Aim of the exercise:
Below are the records; restate all of them word for word.

Natural-language object grounding data

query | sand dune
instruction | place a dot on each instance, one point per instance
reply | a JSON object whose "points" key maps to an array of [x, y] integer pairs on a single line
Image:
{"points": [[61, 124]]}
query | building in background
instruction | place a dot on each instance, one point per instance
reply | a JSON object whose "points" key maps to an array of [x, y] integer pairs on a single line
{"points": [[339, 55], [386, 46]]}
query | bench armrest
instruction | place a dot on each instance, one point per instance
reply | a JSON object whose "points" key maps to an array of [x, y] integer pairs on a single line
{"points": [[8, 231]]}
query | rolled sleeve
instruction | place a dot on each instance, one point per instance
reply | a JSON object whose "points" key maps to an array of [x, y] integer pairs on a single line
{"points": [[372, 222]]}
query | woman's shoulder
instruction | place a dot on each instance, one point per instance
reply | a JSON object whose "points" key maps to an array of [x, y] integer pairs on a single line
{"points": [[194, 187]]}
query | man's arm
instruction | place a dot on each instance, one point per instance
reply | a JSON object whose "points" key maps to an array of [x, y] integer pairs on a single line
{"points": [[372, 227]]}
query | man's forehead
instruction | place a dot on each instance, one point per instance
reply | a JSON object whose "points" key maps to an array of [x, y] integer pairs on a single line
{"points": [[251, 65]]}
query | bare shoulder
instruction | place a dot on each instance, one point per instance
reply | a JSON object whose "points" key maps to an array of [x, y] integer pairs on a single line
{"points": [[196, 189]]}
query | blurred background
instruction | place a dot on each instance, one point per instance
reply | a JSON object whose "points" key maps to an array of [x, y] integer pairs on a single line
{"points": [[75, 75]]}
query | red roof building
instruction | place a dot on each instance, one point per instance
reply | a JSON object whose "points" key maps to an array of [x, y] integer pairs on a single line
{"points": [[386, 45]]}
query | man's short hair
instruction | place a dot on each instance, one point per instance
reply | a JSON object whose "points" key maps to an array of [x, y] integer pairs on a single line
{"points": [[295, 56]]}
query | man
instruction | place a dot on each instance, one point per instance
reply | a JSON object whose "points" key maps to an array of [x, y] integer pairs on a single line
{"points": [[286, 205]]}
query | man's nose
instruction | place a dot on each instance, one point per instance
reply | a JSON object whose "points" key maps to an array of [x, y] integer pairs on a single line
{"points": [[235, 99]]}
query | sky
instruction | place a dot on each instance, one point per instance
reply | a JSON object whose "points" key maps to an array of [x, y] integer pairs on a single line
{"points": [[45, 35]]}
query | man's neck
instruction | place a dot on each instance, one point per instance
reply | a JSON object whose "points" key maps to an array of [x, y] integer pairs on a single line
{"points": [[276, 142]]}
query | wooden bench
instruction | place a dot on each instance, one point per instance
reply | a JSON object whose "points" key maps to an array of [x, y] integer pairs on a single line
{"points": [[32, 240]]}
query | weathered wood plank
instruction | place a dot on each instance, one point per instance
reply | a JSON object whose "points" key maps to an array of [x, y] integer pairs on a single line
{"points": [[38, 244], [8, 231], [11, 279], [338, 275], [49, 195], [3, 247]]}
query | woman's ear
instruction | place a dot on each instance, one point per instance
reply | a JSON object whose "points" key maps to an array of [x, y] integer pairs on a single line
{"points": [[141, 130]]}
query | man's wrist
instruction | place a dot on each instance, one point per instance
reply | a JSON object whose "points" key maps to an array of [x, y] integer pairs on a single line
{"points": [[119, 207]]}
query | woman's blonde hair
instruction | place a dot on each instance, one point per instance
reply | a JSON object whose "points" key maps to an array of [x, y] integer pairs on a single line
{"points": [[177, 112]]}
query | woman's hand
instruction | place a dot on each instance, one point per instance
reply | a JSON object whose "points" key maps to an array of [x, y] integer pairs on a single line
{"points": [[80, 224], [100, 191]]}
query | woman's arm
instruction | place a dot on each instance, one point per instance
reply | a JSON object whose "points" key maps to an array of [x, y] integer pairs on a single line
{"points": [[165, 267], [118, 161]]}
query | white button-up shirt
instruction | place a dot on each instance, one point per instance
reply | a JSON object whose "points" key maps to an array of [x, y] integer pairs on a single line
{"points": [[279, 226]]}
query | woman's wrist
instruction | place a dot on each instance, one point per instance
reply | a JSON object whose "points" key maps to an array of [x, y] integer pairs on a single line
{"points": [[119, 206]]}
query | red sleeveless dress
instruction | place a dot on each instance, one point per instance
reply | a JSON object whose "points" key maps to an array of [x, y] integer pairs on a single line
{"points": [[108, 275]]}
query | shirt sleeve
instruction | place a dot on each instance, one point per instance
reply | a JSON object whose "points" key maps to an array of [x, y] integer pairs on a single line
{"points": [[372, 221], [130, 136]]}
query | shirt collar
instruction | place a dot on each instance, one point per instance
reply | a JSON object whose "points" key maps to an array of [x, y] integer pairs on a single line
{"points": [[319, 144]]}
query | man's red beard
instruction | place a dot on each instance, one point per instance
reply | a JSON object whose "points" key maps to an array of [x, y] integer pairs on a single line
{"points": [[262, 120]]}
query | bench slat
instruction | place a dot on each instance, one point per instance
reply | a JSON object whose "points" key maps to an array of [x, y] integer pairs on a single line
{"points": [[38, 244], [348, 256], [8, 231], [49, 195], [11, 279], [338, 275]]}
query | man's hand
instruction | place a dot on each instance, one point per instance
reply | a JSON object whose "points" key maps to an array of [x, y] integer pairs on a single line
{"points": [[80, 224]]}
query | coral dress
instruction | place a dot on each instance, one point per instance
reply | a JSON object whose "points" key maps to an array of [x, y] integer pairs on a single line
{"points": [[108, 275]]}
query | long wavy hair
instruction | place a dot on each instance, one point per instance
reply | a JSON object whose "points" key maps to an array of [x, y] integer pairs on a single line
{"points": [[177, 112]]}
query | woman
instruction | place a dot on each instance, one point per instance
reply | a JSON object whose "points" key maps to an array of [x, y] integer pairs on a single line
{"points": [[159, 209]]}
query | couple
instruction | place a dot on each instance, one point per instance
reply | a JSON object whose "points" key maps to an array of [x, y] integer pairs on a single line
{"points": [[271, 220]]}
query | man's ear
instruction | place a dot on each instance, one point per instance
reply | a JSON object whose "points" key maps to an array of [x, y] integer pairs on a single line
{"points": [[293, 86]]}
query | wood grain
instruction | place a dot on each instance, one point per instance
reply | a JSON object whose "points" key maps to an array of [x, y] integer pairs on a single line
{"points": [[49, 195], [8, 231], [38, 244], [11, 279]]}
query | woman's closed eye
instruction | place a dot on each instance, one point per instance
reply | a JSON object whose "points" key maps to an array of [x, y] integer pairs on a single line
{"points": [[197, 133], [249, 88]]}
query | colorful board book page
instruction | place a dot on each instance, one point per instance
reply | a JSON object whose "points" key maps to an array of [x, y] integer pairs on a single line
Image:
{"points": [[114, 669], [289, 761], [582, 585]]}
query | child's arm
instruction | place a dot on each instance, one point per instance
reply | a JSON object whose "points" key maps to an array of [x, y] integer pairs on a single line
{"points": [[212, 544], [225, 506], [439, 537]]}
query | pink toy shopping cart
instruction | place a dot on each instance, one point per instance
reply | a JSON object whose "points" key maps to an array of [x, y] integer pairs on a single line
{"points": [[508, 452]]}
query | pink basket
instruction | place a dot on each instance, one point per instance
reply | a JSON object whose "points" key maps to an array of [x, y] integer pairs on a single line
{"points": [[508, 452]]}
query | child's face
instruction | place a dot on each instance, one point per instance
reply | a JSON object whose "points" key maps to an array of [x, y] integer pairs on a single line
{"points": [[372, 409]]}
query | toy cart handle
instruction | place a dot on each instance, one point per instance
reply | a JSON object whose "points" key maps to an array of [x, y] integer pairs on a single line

Your solution:
query | sand dune
instruction | place a dot on each instance, one point per instance
reply | a JSON object whose "points" key maps to an array of [x, y] integer pairs on a single line
Image:
{"points": [[61, 124]]}
query | building in background
instruction | place a dot on each instance, one point per instance
reply | a JSON object whose "points" key maps to an array of [x, y] integer pairs on a single line
{"points": [[339, 55], [386, 46]]}
query | bench armrest
instruction | place a dot on each instance, one point per instance
reply | a JSON object whose "points" key maps to an array of [x, y] integer pairs on a single line
{"points": [[8, 231]]}
query | rolled sleeve
instruction | place a dot on each instance, one point per instance
reply | a JSON object whose "points" key maps to an array of [x, y] integer pairs on a single line
{"points": [[372, 222]]}
query | woman's shoulder
instruction | place a dot on each instance, one point per instance
reply | a JSON object whose "points" key maps to an array of [x, y] integer pairs on a single line
{"points": [[194, 187]]}
query | man's arm
instruction | place a dot on each instance, one point per instance
reply | a JSON object whose "points" key maps to an array of [x, y] integer pairs on a single line
{"points": [[372, 227]]}
query | man's forehead
instruction | place a dot on each instance, one point per instance
reply | a JSON object whose "points" key maps to an array of [x, y] integer pairs on a single line
{"points": [[251, 65]]}
query | bare shoulder
instruction | place a dot on each instance, one point per instance
reply | a JSON object whose "points" key maps to an array of [x, y] integer pairs on a single line
{"points": [[196, 189]]}
query | blurred background
instruction | place a dot on each instance, one point per instance
reply | a JSON object whose "points" key maps to an array of [x, y] integer pairs on a single line
{"points": [[75, 75]]}
query | red roof building
instruction | place a dot on each instance, one point per instance
reply | a JSON object whose "points" key maps to an array of [x, y] integer pairs on a single line
{"points": [[386, 45]]}
query | man's short hair
instruction | place a dot on each instance, one point per instance
reply | a JSON object whose "points" key maps to an array of [x, y] integer pairs on a single line
{"points": [[295, 56]]}
query | man
instruction | place a dot on each instance, one point per instance
reply | a JSON object whose "points" key maps to an array of [x, y] integer pairs on a single line
{"points": [[286, 205]]}
query | man's nose
instruction | place a dot on each instance, one point per instance
reply | a JSON object whose "points" key maps to an array of [x, y] integer pairs on a single line
{"points": [[235, 99]]}
query | sky
instruction | place a dot on each instance, one point per instance
reply | a JSON object whose "points" key maps to an array of [x, y] integer pairs on a single line
{"points": [[45, 35]]}
query | man's neck
instruction | place a dot on each instance, one point per instance
reply | a JSON object whose "points" key maps to an array of [x, y] integer pairs on a single line
{"points": [[276, 142]]}
query | wooden bench
instruction | place a dot on each instance, one point per instance
reply | a JSON object whose "points" key maps to an array of [x, y] integer pairs on a single line
{"points": [[32, 240]]}
query | weathered wood plank
instruction | place a dot on each instance, one point per instance
reply | a JSON object whose "points" key maps to an array of [x, y] integer pairs on a single line
{"points": [[38, 244], [8, 231], [11, 279], [338, 275], [49, 195], [3, 247]]}
query | woman's ear
instruction | place a dot on each instance, one point per instance
reply | a JSON object whose "points" key maps to an array of [x, y] integer pairs on a single line
{"points": [[141, 130]]}
query | man's wrist
instruction | place a dot on each instance, one point per instance
reply | a JSON object whose "points" key maps to an array of [x, y] integer pairs on a single line
{"points": [[119, 207]]}
query | woman's blonde hair
instruction | place a dot on each instance, one point per instance
reply | a JSON object whose "points" key maps to an array of [x, y] integer pairs on a single line
{"points": [[177, 112]]}
query | woman's hand
instruction | place a dot on each instance, one point per instance
reply | a JSON object whose "points" key maps to an array of [x, y] integer pairs on a single line
{"points": [[80, 224], [100, 191]]}
query | woman's arm
instruction | place a dot on each instance, one point per instance
reply | a JSON object whose "points" key maps to an array of [x, y] integer pairs on a single line
{"points": [[165, 267], [118, 161]]}
query | white button-up shirt
instruction | place a dot on each instance, one point per instance
reply | a JSON object whose "points" key maps to an array of [x, y] integer pairs on a single line
{"points": [[279, 226]]}
query | woman's wrist
instruction | place a dot on each instance, one point per instance
reply | a JSON object whose "points" key maps to an array of [x, y] integer pairs on a single line
{"points": [[119, 206]]}
query | red sleeveless dress
instruction | place a dot on each instance, one point per instance
reply | a JSON object whose "points" key maps to an array of [x, y] integer pairs on a single line
{"points": [[108, 275]]}
query | shirt sleeve
instruction | place a dot on each instance, one point per instance
reply | a JSON object whose "points" key maps to an array of [x, y] integer pairs on a single line
{"points": [[372, 221], [130, 136]]}
query | shirt collar
instruction | place a dot on each instance, one point per instance
reply | a JSON object whose "points" key maps to an array of [x, y] integer pairs on a single line
{"points": [[319, 144]]}
query | man's red beard
instruction | place a dot on each instance, one point per instance
reply | a JSON object whose "points" key maps to an array of [x, y] integer pairs on a single line
{"points": [[262, 120]]}
query | bench slat
instruction | place a dot on each instance, one point per instance
reply | a JSON object whose "points" key maps to an array of [x, y] integer pairs on a single line
{"points": [[38, 244], [348, 256], [8, 231], [49, 195], [11, 279], [338, 275]]}
query | man's hand
instruction | place a dot on each instance, one point per instance
reply | a JSON object whose "points" key maps to an array of [x, y] integer pairs on a single line
{"points": [[80, 224]]}
query | coral dress
instruction | place a dot on each instance, one point per instance
reply | a JSON object whose "points" key maps to an array of [x, y] integer pairs on a single line
{"points": [[108, 275]]}
query | long wavy hair
instruction | place a dot on each instance, one point per instance
reply | a JSON object whose "points" key maps to an array of [x, y] integer pairs on a single line
{"points": [[177, 112]]}
query | woman
instruction | place a dot on each instance, one point per instance
reply | a JSON object whose "points" key maps to an array of [x, y] integer pairs on a single line
{"points": [[159, 209]]}
query | couple
instruction | place a dot on each instance, one point per instance
reply | a JSON object whose "points" key maps to an array of [x, y] integer pairs on a single line
{"points": [[271, 220]]}
query | man's ear
instruction | place a dot on each instance, one point per instance
reply | a JSON object whose "points" key maps to an array of [x, y] integer pairs on a single line
{"points": [[293, 86]]}
query | wood grain
instruction | place a dot on each instance, one point per instance
reply | a JSON object whose "points" key maps to an array of [x, y] integer pairs on a single line
{"points": [[49, 195], [8, 231], [38, 244], [11, 279]]}
query | woman's closed eye
instruction | place a dot on each instance, one point per instance
reply | a JSON object whose "points" key maps to an array of [x, y] integer pairs on a single line
{"points": [[197, 133], [249, 88]]}
query | colorful board book page
instruction | place a dot on each instance, one point per instance
reply | a JSON object whose "points" key maps to an array of [x, y] integer pairs on a single line
Image:
{"points": [[114, 669], [289, 761], [582, 585]]}
query | child's arm
instruction | place a dot on each instance, one point per instance
reply | a JSON object whose "points" key maps to an array of [x, y] integer pairs on a single line
{"points": [[212, 544], [225, 506], [439, 537]]}
query | pink toy shopping cart
instruction | place a dot on each instance, one point per instance
reply | a JSON object whose "points" key maps to an array of [x, y] integer pairs on a single line
{"points": [[508, 452]]}
query | pink basket
instruction | place a dot on each instance, one point per instance
reply | a JSON object whose "points" key maps to an array of [x, y] integer pairs on a single line
{"points": [[508, 452]]}
query | child's face
instruction | place a dot on each instance, one point per instance
reply | a JSON object whose "points" key maps to an array of [x, y] integer pairs on a single line
{"points": [[372, 409]]}
query | toy cart handle
instruction | place a dot on each instance, one point per instance
reply | a JSON object whose "points" key maps to an array of [x, y] integer pairs on a single line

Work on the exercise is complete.